- Outline labeling records:
################

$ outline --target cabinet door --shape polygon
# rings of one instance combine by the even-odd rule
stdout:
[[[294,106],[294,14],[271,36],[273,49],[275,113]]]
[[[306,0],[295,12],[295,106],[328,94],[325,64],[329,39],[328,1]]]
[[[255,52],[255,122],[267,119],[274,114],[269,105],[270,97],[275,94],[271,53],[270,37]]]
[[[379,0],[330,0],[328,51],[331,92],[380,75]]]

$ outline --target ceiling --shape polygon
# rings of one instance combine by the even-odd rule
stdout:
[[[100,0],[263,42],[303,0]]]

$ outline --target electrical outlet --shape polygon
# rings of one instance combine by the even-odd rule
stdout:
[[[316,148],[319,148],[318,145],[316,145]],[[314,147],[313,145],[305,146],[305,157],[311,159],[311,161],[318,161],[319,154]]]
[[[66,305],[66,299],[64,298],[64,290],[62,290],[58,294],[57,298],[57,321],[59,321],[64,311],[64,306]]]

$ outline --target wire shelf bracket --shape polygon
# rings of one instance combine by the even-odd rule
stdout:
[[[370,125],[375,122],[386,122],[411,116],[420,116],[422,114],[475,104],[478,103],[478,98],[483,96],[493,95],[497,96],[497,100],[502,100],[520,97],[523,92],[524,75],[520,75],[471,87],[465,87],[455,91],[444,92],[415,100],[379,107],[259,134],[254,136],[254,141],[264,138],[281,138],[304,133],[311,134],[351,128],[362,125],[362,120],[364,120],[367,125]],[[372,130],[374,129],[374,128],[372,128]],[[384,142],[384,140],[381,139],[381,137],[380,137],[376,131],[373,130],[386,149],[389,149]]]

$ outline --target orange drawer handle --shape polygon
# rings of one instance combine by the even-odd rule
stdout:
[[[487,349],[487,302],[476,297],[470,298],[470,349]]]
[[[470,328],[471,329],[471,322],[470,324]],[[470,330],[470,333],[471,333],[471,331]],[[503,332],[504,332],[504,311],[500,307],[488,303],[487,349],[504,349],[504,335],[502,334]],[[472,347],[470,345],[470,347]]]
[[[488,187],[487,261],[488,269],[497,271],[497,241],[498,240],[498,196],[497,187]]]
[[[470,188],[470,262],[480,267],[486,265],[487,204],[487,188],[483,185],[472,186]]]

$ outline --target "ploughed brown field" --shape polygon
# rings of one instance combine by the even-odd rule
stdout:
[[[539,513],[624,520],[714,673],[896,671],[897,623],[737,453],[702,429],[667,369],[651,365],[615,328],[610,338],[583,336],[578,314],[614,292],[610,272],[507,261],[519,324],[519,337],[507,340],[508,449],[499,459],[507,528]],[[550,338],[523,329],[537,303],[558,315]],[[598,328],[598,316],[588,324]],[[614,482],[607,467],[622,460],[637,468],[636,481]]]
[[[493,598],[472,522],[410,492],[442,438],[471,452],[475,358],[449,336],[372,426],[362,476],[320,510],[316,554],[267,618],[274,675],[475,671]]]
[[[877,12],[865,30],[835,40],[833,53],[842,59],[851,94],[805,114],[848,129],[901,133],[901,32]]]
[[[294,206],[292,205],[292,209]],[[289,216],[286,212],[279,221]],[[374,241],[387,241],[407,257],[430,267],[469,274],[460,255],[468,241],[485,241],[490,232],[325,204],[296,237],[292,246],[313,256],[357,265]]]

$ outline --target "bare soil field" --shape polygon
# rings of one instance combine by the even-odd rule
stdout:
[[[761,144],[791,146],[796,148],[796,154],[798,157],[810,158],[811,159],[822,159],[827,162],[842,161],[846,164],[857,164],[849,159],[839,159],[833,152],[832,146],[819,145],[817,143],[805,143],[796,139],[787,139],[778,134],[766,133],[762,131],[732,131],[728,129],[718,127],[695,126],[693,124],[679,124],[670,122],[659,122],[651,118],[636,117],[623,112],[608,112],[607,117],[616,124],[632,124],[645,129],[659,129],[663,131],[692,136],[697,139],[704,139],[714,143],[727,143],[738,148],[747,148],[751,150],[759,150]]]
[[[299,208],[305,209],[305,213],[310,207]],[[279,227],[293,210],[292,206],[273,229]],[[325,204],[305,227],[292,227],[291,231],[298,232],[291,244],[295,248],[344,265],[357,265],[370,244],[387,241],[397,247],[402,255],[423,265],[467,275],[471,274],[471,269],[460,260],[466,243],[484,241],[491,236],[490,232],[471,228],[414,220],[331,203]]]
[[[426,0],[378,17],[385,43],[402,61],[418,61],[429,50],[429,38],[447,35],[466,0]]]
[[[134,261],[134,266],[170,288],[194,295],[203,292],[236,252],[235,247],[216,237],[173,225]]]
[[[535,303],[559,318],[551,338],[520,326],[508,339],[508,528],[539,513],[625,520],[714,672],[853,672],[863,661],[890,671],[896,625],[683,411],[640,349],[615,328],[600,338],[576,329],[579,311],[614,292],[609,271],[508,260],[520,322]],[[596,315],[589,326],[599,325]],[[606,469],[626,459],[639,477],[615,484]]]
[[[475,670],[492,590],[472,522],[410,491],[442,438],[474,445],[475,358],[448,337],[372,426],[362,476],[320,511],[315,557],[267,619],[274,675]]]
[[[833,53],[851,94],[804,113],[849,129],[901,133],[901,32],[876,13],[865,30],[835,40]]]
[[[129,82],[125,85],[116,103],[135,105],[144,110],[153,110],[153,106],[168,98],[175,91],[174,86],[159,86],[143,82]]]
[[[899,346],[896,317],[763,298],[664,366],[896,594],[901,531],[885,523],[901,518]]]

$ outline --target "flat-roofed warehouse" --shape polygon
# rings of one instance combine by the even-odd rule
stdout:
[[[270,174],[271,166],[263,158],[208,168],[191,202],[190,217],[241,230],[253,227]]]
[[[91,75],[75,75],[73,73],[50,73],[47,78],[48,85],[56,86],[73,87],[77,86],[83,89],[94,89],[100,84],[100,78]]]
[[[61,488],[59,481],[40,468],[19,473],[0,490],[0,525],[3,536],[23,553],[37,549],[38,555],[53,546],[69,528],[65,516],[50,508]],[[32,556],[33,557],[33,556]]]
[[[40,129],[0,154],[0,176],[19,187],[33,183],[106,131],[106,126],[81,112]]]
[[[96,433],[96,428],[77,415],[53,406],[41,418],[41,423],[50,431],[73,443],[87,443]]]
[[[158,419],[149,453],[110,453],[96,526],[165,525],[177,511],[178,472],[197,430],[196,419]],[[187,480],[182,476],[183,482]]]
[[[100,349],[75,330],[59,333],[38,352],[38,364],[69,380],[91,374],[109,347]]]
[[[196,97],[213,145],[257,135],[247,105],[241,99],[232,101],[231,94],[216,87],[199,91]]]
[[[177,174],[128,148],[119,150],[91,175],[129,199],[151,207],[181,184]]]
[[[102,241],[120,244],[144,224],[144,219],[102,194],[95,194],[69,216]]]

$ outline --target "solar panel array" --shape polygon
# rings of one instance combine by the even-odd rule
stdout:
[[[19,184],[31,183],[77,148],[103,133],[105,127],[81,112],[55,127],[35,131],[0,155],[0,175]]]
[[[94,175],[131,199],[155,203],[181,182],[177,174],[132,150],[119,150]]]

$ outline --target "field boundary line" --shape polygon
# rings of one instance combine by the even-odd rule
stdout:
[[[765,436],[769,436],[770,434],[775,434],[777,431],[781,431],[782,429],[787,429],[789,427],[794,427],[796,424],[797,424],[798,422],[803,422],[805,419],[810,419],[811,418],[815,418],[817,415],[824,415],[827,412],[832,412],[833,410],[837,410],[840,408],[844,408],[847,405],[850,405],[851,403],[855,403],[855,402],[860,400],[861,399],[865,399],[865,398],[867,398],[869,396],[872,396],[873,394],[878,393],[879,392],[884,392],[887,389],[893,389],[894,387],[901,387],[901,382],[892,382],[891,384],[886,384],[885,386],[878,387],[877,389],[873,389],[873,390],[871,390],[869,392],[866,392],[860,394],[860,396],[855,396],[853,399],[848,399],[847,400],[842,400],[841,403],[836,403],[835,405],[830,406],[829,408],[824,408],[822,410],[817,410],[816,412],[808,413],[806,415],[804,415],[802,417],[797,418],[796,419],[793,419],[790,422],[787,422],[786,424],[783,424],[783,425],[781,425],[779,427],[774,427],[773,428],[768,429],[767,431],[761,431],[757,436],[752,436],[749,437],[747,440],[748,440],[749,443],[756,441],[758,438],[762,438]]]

################

- WORK INSTRUCTIONS:
Select each line in the outline labeling records above that contains the string "polygon". Case matters.

- SOLUTION TO THE EXERCISE:
$ outline --target cabinet door --shape polygon
$ outline --target ceiling --shape polygon
$ outline --target electrical outlet --shape polygon
$ outline --target wire shelf bracket --shape polygon
$ outline --target orange drawer handle --shape polygon
$ outline --target "ploughed brown field" --shape polygon
$ outline --target "bare soil field" --shape polygon
$ outline --target "flat-roofed warehouse" --shape polygon
$ outline --target "solar panel array" --shape polygon
$ outline --target "field boundary line" --shape polygon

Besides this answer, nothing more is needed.